◆ Your assignment ◆
What you should give back is a precise copy of the lines below from the one containing "occurrence of plain" through the one containing "of the pointing", with no pictures.

◆ Stored data entries ◆
# # # # #
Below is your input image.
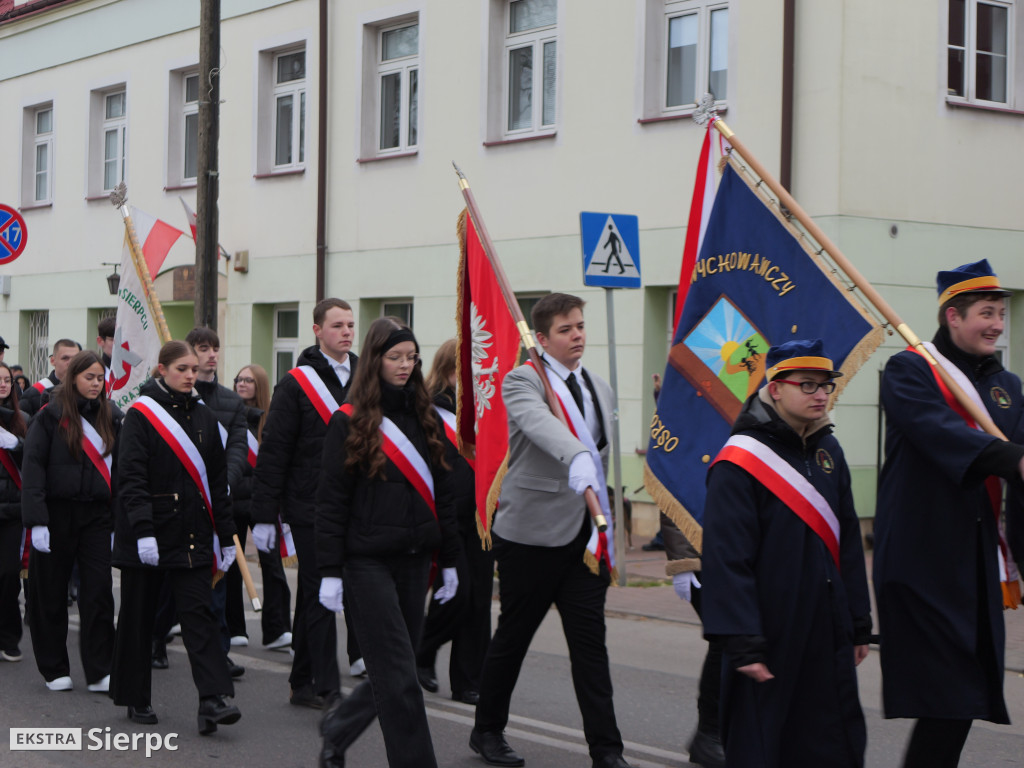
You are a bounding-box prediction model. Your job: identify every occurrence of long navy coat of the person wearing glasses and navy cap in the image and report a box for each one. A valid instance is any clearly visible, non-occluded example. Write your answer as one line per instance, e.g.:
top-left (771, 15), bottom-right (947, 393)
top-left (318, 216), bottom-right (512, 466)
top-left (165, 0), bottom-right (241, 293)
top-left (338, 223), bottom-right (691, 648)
top-left (701, 394), bottom-right (871, 768)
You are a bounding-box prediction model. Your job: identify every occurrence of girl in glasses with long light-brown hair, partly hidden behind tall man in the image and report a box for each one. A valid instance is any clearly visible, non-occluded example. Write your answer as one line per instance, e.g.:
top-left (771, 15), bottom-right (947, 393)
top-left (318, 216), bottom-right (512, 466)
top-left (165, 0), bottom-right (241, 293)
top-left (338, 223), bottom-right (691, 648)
top-left (232, 362), bottom-right (292, 650)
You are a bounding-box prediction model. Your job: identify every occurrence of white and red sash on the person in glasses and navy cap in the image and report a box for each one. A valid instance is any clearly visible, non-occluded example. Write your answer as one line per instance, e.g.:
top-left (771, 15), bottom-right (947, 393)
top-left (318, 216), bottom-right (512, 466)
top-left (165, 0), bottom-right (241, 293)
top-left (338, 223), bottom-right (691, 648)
top-left (712, 435), bottom-right (840, 570)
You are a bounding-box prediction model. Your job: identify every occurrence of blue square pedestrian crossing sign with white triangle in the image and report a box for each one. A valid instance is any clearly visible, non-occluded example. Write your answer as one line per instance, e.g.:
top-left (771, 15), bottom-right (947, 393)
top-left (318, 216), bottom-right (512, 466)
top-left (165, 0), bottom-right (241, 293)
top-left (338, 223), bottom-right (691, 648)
top-left (580, 211), bottom-right (640, 288)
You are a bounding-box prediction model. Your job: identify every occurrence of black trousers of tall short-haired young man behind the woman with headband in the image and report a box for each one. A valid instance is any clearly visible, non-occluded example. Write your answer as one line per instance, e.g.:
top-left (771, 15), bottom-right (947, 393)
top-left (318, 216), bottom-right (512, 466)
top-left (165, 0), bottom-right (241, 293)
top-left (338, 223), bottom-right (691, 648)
top-left (288, 525), bottom-right (339, 697)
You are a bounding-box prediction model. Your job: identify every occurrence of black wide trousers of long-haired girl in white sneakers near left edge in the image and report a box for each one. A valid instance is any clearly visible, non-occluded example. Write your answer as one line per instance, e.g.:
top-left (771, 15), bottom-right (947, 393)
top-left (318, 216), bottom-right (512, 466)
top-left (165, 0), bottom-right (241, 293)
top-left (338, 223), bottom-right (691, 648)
top-left (29, 512), bottom-right (114, 684)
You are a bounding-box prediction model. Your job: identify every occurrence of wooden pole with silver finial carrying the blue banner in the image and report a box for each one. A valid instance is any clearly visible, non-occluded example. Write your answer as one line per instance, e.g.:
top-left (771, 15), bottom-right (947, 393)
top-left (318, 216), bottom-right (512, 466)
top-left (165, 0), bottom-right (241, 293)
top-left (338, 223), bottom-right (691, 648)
top-left (693, 94), bottom-right (1007, 440)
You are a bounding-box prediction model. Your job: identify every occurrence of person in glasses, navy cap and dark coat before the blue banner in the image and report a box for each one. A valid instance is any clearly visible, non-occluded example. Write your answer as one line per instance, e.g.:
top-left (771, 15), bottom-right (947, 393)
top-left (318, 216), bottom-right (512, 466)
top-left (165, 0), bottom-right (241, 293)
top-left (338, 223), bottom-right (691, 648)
top-left (701, 339), bottom-right (871, 768)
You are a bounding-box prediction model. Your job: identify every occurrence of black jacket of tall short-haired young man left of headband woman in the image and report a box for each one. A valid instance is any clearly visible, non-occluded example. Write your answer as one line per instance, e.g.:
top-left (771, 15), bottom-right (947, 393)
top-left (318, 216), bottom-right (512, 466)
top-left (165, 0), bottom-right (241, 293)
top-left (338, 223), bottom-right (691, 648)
top-left (252, 346), bottom-right (358, 526)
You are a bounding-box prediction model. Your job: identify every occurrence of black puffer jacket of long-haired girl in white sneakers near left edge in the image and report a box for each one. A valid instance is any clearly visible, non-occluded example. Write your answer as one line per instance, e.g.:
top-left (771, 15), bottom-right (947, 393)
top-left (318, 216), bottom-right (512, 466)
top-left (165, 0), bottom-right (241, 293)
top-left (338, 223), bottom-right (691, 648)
top-left (22, 397), bottom-right (122, 528)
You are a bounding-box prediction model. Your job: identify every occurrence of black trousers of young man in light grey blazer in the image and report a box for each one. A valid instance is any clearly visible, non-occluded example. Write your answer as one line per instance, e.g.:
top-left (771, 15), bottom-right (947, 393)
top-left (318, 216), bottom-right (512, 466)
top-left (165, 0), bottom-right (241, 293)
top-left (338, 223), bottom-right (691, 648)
top-left (476, 519), bottom-right (623, 761)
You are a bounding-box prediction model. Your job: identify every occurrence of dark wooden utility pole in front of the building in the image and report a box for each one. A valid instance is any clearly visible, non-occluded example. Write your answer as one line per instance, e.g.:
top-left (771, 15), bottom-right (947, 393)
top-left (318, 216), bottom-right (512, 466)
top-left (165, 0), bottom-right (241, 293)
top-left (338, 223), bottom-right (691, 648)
top-left (195, 0), bottom-right (220, 331)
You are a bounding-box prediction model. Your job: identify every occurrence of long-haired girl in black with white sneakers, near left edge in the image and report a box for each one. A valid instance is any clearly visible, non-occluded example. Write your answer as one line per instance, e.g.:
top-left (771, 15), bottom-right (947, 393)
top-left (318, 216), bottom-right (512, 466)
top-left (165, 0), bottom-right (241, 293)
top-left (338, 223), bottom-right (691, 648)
top-left (22, 347), bottom-right (121, 691)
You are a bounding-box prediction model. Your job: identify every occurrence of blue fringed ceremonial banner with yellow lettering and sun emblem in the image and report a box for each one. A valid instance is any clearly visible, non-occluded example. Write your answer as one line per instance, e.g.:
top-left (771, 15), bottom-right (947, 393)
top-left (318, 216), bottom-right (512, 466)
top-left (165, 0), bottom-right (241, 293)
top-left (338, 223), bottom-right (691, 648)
top-left (644, 163), bottom-right (882, 551)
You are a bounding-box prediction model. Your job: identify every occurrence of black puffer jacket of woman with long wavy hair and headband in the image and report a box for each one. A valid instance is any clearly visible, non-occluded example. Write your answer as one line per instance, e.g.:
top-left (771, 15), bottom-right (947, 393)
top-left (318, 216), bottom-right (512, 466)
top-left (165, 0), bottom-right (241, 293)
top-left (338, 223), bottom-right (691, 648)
top-left (316, 384), bottom-right (459, 577)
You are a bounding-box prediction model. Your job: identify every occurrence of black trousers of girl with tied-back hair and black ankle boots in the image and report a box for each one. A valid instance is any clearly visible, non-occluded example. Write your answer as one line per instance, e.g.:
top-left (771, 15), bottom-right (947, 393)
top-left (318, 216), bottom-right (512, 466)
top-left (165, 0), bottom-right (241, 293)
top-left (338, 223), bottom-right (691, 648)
top-left (111, 565), bottom-right (234, 707)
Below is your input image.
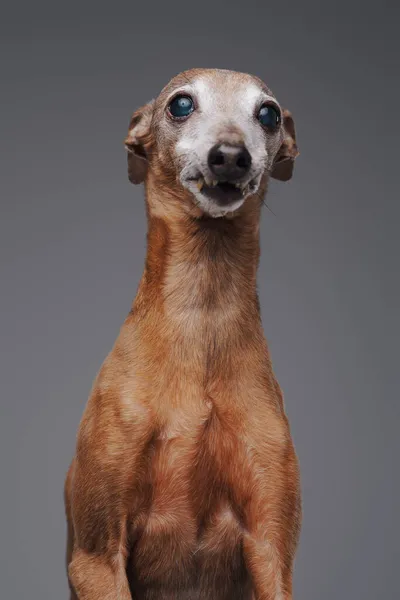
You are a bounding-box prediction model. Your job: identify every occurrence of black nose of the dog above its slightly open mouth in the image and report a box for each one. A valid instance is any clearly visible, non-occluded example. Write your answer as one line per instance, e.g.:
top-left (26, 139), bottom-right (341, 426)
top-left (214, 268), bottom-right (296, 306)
top-left (208, 144), bottom-right (251, 181)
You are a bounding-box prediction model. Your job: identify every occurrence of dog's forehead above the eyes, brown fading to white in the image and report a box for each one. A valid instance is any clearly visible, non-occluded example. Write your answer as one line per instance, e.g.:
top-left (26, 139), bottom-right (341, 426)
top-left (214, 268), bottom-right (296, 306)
top-left (156, 69), bottom-right (278, 112)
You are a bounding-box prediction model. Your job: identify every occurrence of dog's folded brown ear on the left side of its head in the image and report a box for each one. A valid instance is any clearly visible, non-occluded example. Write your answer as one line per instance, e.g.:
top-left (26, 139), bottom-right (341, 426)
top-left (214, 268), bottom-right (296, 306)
top-left (125, 100), bottom-right (154, 183)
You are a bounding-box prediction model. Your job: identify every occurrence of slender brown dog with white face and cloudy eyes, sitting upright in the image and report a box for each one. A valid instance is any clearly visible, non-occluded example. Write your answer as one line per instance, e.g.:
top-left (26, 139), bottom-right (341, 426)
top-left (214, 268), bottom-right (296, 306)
top-left (65, 69), bottom-right (301, 600)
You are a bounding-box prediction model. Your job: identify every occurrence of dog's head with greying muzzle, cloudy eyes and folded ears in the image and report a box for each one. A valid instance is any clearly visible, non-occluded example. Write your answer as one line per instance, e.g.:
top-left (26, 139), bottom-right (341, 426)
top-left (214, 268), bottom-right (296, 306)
top-left (125, 69), bottom-right (298, 217)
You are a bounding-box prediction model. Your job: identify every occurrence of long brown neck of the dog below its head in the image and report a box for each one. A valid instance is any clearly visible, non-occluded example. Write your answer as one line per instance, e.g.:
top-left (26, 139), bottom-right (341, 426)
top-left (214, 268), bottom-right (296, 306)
top-left (126, 186), bottom-right (264, 384)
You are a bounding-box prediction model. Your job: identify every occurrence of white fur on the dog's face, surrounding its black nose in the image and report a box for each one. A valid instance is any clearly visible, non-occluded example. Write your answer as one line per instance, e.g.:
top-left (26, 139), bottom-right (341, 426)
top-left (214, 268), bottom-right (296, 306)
top-left (174, 77), bottom-right (277, 216)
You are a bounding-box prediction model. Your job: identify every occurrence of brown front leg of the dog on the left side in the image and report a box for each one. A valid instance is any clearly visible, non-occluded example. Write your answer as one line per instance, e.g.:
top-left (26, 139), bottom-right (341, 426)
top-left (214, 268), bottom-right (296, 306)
top-left (68, 382), bottom-right (152, 600)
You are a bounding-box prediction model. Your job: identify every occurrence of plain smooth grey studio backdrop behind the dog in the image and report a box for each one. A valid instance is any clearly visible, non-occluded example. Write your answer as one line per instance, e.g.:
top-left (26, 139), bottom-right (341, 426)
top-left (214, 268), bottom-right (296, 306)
top-left (0, 0), bottom-right (400, 600)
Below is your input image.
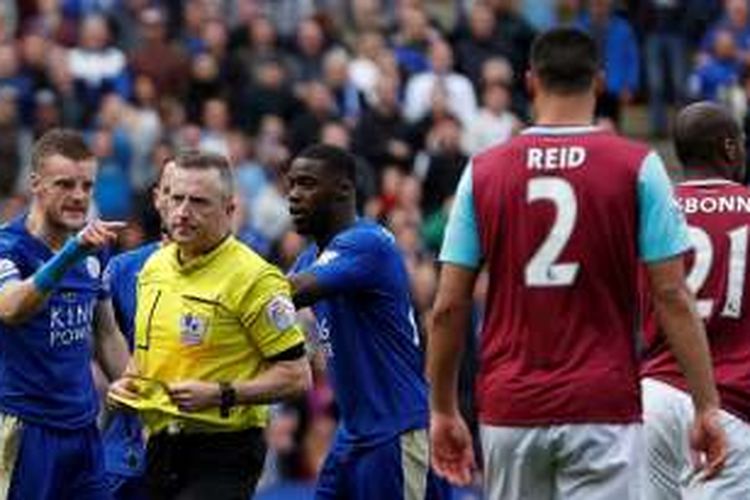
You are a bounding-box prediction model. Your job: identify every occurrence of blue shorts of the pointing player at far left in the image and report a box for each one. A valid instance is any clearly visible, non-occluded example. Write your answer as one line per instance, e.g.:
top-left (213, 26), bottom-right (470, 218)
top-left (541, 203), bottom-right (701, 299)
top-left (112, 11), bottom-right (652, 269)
top-left (0, 415), bottom-right (112, 500)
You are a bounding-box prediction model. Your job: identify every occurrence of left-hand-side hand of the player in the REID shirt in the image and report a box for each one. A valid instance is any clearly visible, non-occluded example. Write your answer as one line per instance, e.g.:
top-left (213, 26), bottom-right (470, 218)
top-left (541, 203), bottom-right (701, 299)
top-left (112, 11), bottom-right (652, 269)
top-left (430, 412), bottom-right (476, 486)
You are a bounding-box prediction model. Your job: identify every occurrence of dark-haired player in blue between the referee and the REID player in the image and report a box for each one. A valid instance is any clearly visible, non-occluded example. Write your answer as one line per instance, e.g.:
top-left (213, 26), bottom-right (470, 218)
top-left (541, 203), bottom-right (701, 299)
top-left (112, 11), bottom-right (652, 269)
top-left (288, 145), bottom-right (445, 500)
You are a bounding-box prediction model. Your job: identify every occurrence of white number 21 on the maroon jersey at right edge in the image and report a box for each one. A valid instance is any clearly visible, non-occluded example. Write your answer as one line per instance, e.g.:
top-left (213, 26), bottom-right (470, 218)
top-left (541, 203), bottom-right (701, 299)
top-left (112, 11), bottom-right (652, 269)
top-left (687, 226), bottom-right (748, 318)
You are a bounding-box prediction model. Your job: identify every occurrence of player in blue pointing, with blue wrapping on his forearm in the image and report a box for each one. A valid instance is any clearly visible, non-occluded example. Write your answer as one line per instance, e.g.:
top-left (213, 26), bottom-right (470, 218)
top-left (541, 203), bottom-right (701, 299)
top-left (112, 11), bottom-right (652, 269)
top-left (0, 130), bottom-right (128, 500)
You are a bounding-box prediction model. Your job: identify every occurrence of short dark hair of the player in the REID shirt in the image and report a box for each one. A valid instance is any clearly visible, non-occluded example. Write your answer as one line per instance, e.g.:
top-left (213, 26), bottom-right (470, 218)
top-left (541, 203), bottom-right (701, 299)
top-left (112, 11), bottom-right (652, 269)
top-left (531, 28), bottom-right (599, 95)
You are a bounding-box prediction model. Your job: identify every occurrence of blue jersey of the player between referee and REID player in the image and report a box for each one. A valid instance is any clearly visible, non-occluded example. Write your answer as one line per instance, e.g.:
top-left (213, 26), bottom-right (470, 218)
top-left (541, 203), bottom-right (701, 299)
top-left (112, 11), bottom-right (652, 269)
top-left (292, 220), bottom-right (428, 446)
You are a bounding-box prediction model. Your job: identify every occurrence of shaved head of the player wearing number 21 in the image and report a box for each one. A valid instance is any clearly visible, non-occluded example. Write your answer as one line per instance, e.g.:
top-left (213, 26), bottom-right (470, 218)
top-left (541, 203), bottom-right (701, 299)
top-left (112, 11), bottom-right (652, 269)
top-left (674, 101), bottom-right (745, 181)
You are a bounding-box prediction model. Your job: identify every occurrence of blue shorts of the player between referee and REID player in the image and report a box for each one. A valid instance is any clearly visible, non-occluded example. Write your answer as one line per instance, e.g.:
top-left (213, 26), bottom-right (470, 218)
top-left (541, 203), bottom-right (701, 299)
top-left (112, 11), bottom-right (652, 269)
top-left (315, 429), bottom-right (451, 500)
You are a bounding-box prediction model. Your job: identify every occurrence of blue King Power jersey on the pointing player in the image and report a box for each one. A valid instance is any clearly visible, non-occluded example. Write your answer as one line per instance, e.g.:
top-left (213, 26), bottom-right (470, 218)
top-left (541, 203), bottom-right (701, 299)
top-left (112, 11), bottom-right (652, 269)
top-left (0, 217), bottom-right (106, 429)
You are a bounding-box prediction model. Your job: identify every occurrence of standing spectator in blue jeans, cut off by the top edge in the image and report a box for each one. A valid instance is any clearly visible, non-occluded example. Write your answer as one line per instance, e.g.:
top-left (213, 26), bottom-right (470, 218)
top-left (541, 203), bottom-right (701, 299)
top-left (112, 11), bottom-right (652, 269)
top-left (639, 0), bottom-right (689, 137)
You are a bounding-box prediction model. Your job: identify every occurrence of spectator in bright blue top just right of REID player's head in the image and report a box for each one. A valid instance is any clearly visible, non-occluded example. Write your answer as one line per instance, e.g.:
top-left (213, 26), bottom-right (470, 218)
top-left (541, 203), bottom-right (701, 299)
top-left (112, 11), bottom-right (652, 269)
top-left (578, 0), bottom-right (640, 126)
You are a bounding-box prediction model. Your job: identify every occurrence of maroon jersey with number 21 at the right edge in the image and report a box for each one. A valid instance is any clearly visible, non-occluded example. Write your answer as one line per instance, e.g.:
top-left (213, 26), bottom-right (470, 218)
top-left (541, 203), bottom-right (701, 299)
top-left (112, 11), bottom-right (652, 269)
top-left (642, 179), bottom-right (750, 422)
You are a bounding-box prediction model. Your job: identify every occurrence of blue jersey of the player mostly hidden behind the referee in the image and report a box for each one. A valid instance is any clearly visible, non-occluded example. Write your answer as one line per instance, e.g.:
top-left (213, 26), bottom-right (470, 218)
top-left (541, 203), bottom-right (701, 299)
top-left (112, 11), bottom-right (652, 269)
top-left (103, 242), bottom-right (159, 477)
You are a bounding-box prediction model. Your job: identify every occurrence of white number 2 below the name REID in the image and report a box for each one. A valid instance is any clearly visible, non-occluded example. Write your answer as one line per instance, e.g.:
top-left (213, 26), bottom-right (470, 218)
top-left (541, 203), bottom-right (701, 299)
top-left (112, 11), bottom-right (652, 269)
top-left (525, 177), bottom-right (580, 287)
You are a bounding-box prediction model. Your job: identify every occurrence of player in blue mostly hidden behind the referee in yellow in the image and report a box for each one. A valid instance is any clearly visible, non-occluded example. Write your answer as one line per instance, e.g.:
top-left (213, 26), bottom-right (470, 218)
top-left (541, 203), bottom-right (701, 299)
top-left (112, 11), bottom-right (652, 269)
top-left (98, 160), bottom-right (174, 500)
# # # # #
◆ Answer space ◆
You are a bounding-box prediction model. Your job: identify every occurrence of plain smooth grey studio backdrop behind the dog in the image and report a box for each one. A valid instance is any clearly visible, non-occluded example. Write your answer as one line per instance, e.g.:
top-left (26, 139), bottom-right (341, 426)
top-left (214, 268), bottom-right (296, 306)
top-left (0, 0), bottom-right (400, 600)
Below is your input image.
You are a bounding-box prediction model. Your job: identify every occurrence of blue shorts of the pointing player at far left in the image and report a box for each one. A valid instance is any clearly visible, non-occluded example. Write your answer as one line per instance, e.g.:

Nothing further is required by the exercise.